_What you should do_. What is needed is an exact copy of every entry below.

(Dataset records)
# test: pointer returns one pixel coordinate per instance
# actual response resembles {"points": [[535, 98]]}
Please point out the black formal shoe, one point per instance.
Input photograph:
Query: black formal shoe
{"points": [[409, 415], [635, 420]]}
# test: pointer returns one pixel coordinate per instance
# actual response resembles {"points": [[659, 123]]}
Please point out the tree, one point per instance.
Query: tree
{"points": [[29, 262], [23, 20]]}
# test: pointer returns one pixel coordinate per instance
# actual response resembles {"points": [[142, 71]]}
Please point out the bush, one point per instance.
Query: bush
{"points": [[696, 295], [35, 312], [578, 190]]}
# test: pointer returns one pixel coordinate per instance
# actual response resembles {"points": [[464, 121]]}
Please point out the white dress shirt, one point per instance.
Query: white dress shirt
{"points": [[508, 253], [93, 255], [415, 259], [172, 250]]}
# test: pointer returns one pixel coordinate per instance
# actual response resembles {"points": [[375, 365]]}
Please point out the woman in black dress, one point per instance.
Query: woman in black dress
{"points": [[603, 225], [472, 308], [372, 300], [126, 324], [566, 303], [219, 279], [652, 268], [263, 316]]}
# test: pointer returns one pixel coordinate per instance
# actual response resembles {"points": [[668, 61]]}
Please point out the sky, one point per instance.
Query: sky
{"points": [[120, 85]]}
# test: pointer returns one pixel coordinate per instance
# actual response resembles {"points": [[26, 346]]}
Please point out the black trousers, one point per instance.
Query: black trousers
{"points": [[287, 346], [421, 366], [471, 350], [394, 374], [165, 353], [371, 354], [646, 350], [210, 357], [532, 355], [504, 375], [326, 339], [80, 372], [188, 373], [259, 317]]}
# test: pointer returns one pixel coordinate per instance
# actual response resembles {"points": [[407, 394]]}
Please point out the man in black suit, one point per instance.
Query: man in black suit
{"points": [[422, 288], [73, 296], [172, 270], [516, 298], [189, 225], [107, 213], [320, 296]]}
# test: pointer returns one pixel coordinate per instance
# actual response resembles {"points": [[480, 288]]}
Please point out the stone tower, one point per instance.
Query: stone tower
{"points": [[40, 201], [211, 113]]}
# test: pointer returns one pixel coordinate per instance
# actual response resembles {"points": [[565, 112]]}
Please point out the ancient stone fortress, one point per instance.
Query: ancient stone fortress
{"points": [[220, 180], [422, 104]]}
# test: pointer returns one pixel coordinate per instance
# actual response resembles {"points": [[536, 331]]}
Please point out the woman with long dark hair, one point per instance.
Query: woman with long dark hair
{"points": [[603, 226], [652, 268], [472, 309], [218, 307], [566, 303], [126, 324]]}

_Exercise solution_.
# test: pointer returns one pixel coordinate per instance
# actual response resembles {"points": [[535, 98]]}
Please point out the black formal shoe, one point per instance.
Input photograph:
Query: black formal shoe
{"points": [[409, 415], [635, 420]]}
# test: pointer returns one pixel coordinate per instance
# actual response resembles {"points": [[659, 123]]}
Please point out the tree, one point per instance.
Query: tree
{"points": [[29, 262], [23, 20]]}
# test: pointer returns one pixel coordinate per instance
# actual response resembles {"points": [[142, 71]]}
Please point out the bush, one point per instance.
Query: bush
{"points": [[696, 295], [35, 312], [578, 190]]}
# test: pointer returns one pixel coordinate per instance
# actual response resembles {"points": [[464, 121]]}
Please point out the white dress shirt, one point per instance.
Query: white dress shirt
{"points": [[508, 253], [93, 255], [415, 259], [172, 250]]}
# test: pointer returns one pixel coordinate per instance
# actual response resembles {"points": [[375, 365]]}
Please point out the woman in black dress, one point per instance.
Query: woman in black dress
{"points": [[603, 225], [472, 308], [372, 300], [126, 324], [566, 303], [219, 279], [652, 268], [263, 316]]}
# test: pointer returns one pixel coordinate per instance
# actual response resembles {"points": [[668, 61]]}
Please point out the sky, one point per instance.
Query: sky
{"points": [[120, 85]]}
# test: pointer returns one pixel coordinate per instance
# actual response resembles {"points": [[26, 346]]}
Please point out the black trousers, one point per instance.
Query: black trousers
{"points": [[287, 346], [421, 366], [471, 350], [394, 374], [165, 353], [371, 354], [646, 350], [210, 357], [532, 355], [504, 375], [326, 339], [80, 372], [188, 373], [259, 317]]}
# test: pointer returns one pixel coordinate per instance
# actual response resembles {"points": [[407, 394]]}
Please point out the man in black suit, one point per instance.
Query: man in black suit
{"points": [[422, 288], [73, 296], [172, 270], [516, 298], [189, 225], [107, 213], [320, 296]]}
# test: pointer returns one pixel coordinate per instance
# actual response resembles {"points": [[480, 288]]}
Please point out the stone tower, one point per instance.
Query: stone tower
{"points": [[40, 201], [211, 113]]}
# test: pointer returns one pixel coordinate per instance
# actual response resembles {"points": [[565, 112]]}
Please point out the ancient stone fortress, one point per instance.
Query: ancient stone fortress
{"points": [[220, 180], [422, 104]]}
# test: pointer returns one pixel coordinate per instance
# actual response resembles {"points": [[536, 331]]}
Please point out the woman with long dark hair, one point per instance.
Query: woman with long dark hair
{"points": [[603, 226], [652, 268], [472, 309], [218, 307], [566, 303], [126, 324]]}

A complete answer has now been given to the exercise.